INFORMATION SUPPLIED —
■ ■ ■ ■
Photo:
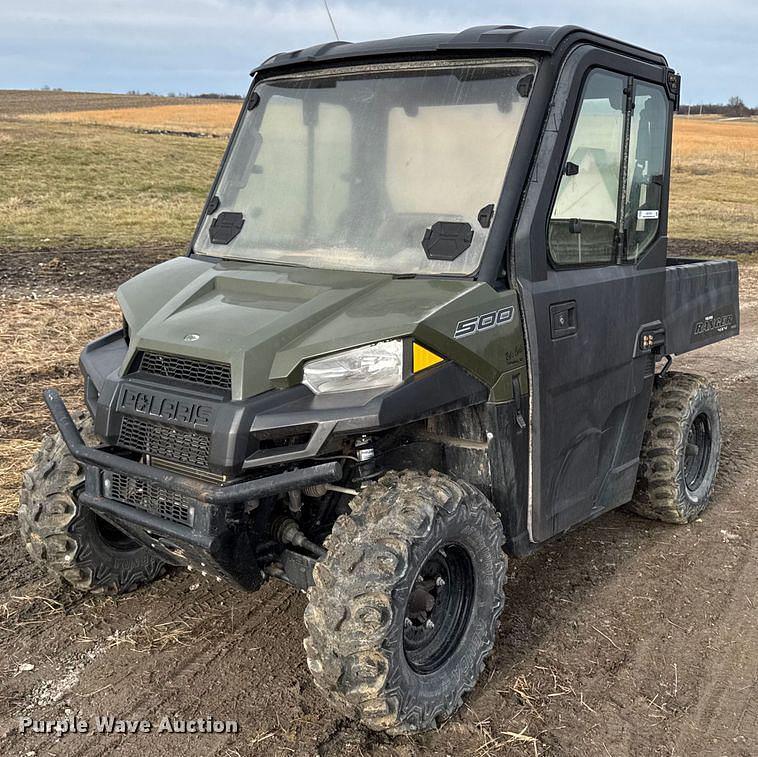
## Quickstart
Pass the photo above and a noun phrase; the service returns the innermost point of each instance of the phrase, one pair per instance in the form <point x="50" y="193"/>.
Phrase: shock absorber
<point x="364" y="451"/>
<point x="287" y="531"/>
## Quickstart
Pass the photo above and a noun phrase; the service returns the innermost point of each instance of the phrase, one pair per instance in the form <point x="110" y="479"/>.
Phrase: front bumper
<point x="208" y="540"/>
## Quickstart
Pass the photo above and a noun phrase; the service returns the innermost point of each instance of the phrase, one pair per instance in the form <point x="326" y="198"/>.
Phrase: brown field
<point x="20" y="101"/>
<point x="714" y="182"/>
<point x="70" y="183"/>
<point x="197" y="118"/>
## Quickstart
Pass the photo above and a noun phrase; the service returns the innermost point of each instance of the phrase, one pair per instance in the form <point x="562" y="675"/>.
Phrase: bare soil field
<point x="623" y="637"/>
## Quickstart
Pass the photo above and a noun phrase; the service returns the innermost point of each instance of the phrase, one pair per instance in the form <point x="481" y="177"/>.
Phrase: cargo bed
<point x="702" y="303"/>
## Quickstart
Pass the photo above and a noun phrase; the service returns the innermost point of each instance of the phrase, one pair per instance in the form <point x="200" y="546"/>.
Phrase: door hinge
<point x="516" y="384"/>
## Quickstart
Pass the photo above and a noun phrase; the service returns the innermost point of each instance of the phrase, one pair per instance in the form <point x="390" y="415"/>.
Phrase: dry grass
<point x="41" y="341"/>
<point x="206" y="118"/>
<point x="76" y="187"/>
<point x="70" y="183"/>
<point x="15" y="102"/>
<point x="714" y="183"/>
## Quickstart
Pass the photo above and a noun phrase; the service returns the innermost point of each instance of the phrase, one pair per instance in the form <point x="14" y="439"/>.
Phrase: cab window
<point x="584" y="220"/>
<point x="647" y="154"/>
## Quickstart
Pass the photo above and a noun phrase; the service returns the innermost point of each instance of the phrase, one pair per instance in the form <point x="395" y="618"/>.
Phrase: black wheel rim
<point x="697" y="452"/>
<point x="438" y="608"/>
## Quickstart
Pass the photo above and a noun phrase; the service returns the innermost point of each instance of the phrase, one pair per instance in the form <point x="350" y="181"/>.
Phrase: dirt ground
<point x="623" y="637"/>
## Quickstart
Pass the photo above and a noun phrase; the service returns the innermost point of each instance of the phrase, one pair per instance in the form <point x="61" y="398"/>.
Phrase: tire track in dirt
<point x="584" y="663"/>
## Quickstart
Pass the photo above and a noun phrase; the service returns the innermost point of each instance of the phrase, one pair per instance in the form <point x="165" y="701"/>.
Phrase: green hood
<point x="267" y="320"/>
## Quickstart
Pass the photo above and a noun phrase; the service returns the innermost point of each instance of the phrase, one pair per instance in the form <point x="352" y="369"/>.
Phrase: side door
<point x="589" y="256"/>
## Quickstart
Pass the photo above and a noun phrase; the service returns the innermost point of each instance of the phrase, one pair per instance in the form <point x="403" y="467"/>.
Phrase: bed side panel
<point x="702" y="303"/>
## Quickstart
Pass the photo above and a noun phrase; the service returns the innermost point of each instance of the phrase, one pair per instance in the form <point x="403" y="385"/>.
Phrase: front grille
<point x="188" y="447"/>
<point x="152" y="498"/>
<point x="185" y="369"/>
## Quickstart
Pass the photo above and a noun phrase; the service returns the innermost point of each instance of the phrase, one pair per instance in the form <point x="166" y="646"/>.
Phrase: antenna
<point x="331" y="21"/>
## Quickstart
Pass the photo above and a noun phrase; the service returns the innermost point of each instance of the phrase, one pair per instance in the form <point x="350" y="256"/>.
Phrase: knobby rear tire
<point x="667" y="490"/>
<point x="357" y="610"/>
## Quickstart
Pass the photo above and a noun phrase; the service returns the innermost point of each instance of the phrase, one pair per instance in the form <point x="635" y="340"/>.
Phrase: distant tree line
<point x="201" y="96"/>
<point x="734" y="107"/>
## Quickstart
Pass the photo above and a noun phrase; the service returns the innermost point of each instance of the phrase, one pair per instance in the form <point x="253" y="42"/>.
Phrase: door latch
<point x="562" y="319"/>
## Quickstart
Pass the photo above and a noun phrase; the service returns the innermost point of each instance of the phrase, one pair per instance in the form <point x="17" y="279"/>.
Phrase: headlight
<point x="375" y="366"/>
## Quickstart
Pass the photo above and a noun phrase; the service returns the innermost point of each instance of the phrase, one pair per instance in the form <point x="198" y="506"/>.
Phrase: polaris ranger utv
<point x="425" y="321"/>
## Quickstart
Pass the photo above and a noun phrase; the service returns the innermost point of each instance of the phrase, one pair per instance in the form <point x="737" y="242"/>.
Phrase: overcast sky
<point x="210" y="45"/>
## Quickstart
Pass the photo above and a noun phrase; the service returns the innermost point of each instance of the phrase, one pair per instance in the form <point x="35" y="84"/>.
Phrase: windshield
<point x="392" y="168"/>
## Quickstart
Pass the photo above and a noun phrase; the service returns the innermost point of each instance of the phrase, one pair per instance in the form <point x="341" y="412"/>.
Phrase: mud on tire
<point x="365" y="621"/>
<point x="68" y="537"/>
<point x="680" y="451"/>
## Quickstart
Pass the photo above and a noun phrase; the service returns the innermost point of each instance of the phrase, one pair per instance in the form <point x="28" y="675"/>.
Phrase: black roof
<point x="542" y="40"/>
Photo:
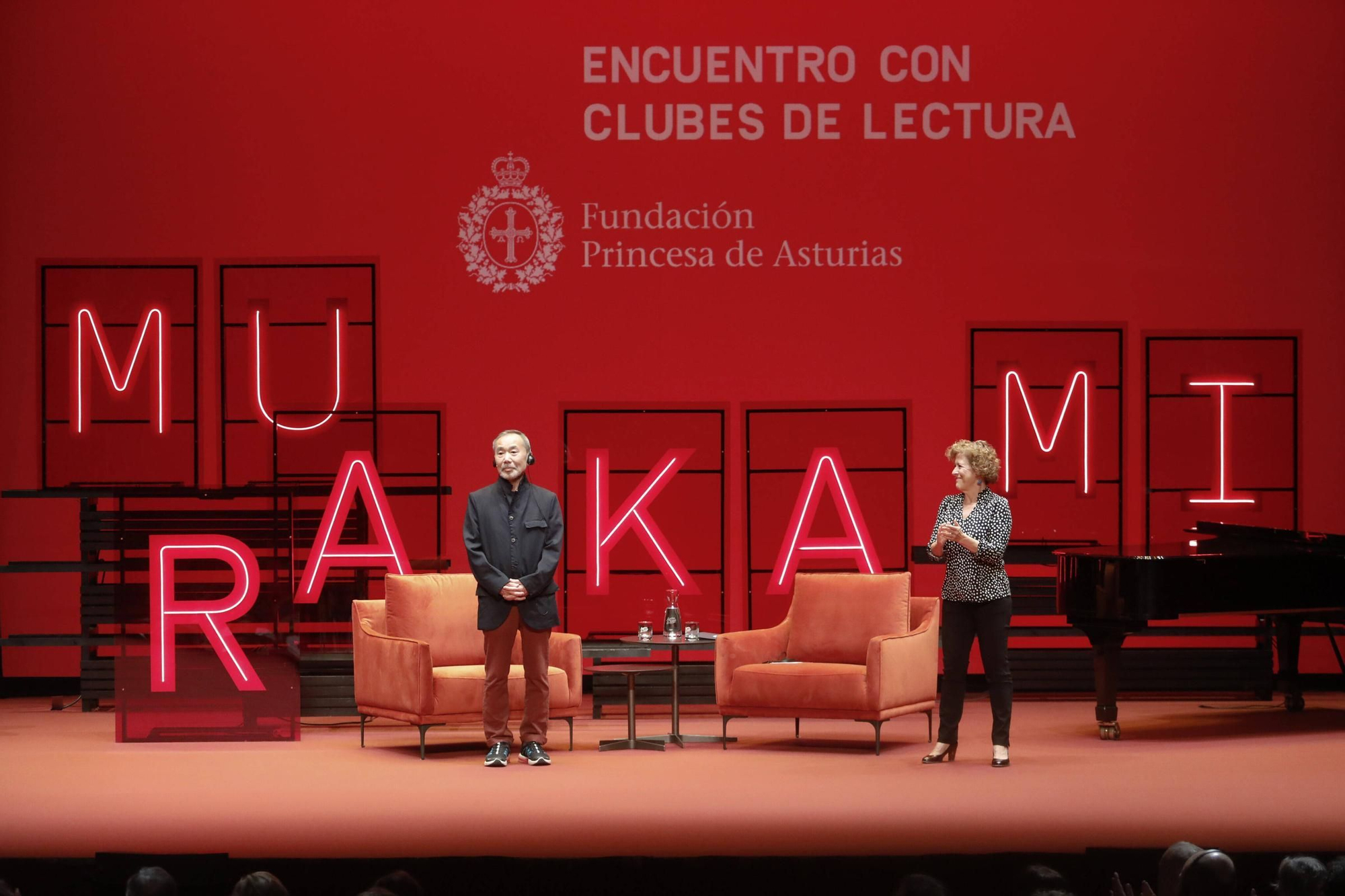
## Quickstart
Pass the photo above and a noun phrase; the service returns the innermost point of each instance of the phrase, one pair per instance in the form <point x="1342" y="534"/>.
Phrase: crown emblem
<point x="510" y="171"/>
■ ■ ■ ■
TASK OBJECTIVE —
Without carrying over any pictures, retype the records above exactly.

TASK SOLUTION —
Photo:
## Quickstart
Pass the photo above and a noun phrase; the service returns the innermost point of each instance of the phrase, one pair per instance in the form <point x="50" y="193"/>.
Phrase: shock absorber
<point x="364" y="451"/>
<point x="287" y="531"/>
## Quickstart
Pass the photo above and a noun phrase; the service returns the innermost point of each instance of the phrase, one pair per instance in the form <point x="110" y="479"/>.
Phrase: front bumper
<point x="208" y="540"/>
## Quickstart
Pass the photo above and a noun phrase; the service returns the innermost point of each instance of the phrase, one pair per instance in the form <point x="326" y="198"/>.
Phrase: brown field
<point x="20" y="101"/>
<point x="714" y="182"/>
<point x="70" y="183"/>
<point x="197" y="118"/>
## Quickstart
Pass the photo above and a noun phrase; the service returns the innermost point of each instance of the phrase, one pair per instance in the form <point x="562" y="675"/>.
Phrase: bare soil field
<point x="623" y="637"/>
## Quickstart
Pass the photo above and a noun phrase; the service returns the innermost point of each instance of the phrase, one pair per instance in the form <point x="481" y="177"/>.
Phrase: cargo bed
<point x="702" y="303"/>
## Quickstart
Pass the photo above and a noun phrase; the service returns the innermost point of each instance of the phrase, one pair per instance in the form <point x="200" y="546"/>.
Phrase: door hinge
<point x="516" y="384"/>
## Quickstart
Pass the photo above and a noun phrase; the service returns the innermost point of each instance of the phrase, one pair per instance in the form <point x="390" y="415"/>.
Phrase: dry grass
<point x="41" y="341"/>
<point x="206" y="118"/>
<point x="76" y="187"/>
<point x="70" y="183"/>
<point x="15" y="102"/>
<point x="714" y="183"/>
## Quickstart
Pass the photo above and a noun phrase; the service returns the innermost point of each instance of the phrase, one pair per instance in the form <point x="14" y="439"/>.
Phrase: cab window
<point x="584" y="220"/>
<point x="647" y="154"/>
## Quickstart
Pass the photo above and a noun phrase; the service returns the innermost point of each instance of the phrase, one pair per instance in the form <point x="395" y="618"/>.
Phrase: black wheel rim
<point x="697" y="452"/>
<point x="438" y="608"/>
## Quickstart
Pass the photo above and a noun phrase; the service returns the innermost point of each instance of the phrase, one pair per instance in the form <point x="350" y="181"/>.
Phrase: dirt ground
<point x="623" y="637"/>
## Quickstart
Pass the photo above and a noun phrase; the service returns the innermost point of each instance of the phrase, one pair per instance in the form <point x="61" y="398"/>.
Phrase: tire track in dirt
<point x="584" y="663"/>
## Quickstart
Pass the photo above and a noun phrase; the service returns the innermost point of each instance of the phrase, one pair per instance in the form <point x="165" y="701"/>.
Phrase: green hood
<point x="267" y="320"/>
## Quickstart
Pass the photo above and a noun phrase; the service returns the innermost point of each instance of the phrase, one pair per instance in the form <point x="352" y="369"/>.
Phrase: side door
<point x="589" y="256"/>
## Quickstart
Pass the photo above and a noun phrase; the service returns the innermost point of each instance of the phrase, one pair per instance in the form <point x="403" y="467"/>.
Phrase: bed side panel
<point x="702" y="303"/>
## Quickstart
Pass the photo above and a noun phrase; the service returns the innermost point of each instance of the phrase, one pair per instance in the form <point x="403" y="385"/>.
Phrase: front grille
<point x="188" y="447"/>
<point x="152" y="498"/>
<point x="185" y="369"/>
## Quickstart
Pass the photo above and a noun phrase; the service returns the innermost point of each instance of the phrase, one pair per instance in the form <point x="166" y="646"/>.
Phrase: antenna
<point x="331" y="21"/>
## Quickstart
Pass the photo above and a noun phrase; the service returns the innermost point of each instance of the phrase, one pair per instance in the form <point x="350" y="256"/>.
Phrase: knobby rear tire
<point x="667" y="490"/>
<point x="357" y="610"/>
## Quickstart
Pass the photo above and a noun phrase; the service returns the innermost point of each instance of the phrase, one pair per instance in the form <point x="635" y="340"/>.
Phrase: distant tree line
<point x="201" y="96"/>
<point x="734" y="107"/>
## Quickstart
Pass the photo above and a noun phrase; the service returns the innermost point of each instance of the phrase, one pair per instance in the form <point x="253" y="42"/>.
Phrase: door latch
<point x="562" y="319"/>
## Quickstart
Pass the photo above and a noun phrase; the service returns the innermost point of each instance of the phrase, one pair per instance in the form <point x="17" y="279"/>.
Phrase: headlight
<point x="375" y="366"/>
## Quickstart
Pass the photo above and a noun phrase; the service returns the innermost point of each instance of the phrase, one pair per instance in the form <point x="198" y="506"/>.
Phrase: polaris ranger utv
<point x="425" y="321"/>
## Quickstart
Pass the photo above and a noun phrase; the service returns the innermost point of each instance of the phrase, one pair per instance in the form <point x="737" y="242"/>.
Phrase: overcast sky
<point x="210" y="45"/>
## Quickstart
Pass the photo above and a noun phrase; the service returns the innermost point of each instance of the phrase, one pair per instance in the form <point x="35" y="84"/>.
Phrase: windshield
<point x="392" y="168"/>
## Quickstart
Pass the photo above and a noun phrase; the service returns the innermost point of each instance of the phrase, one pair per instance in the form <point x="341" y="412"/>.
Phrase: mud on tire
<point x="365" y="621"/>
<point x="68" y="537"/>
<point x="680" y="451"/>
## Quickstart
Pass the photo above and a noun phrase; the service returns the innermost point of each instance of the phrase, one pair per instance in the form <point x="28" y="675"/>.
Phrase: black roof
<point x="542" y="40"/>
Photo:
## Quickstart
Pass the photo above and a noun phrase; the service returns the innermost point of each instance of the phrase, one pair per instance in the form <point x="1342" y="534"/>.
Phrase: crown emblem
<point x="510" y="171"/>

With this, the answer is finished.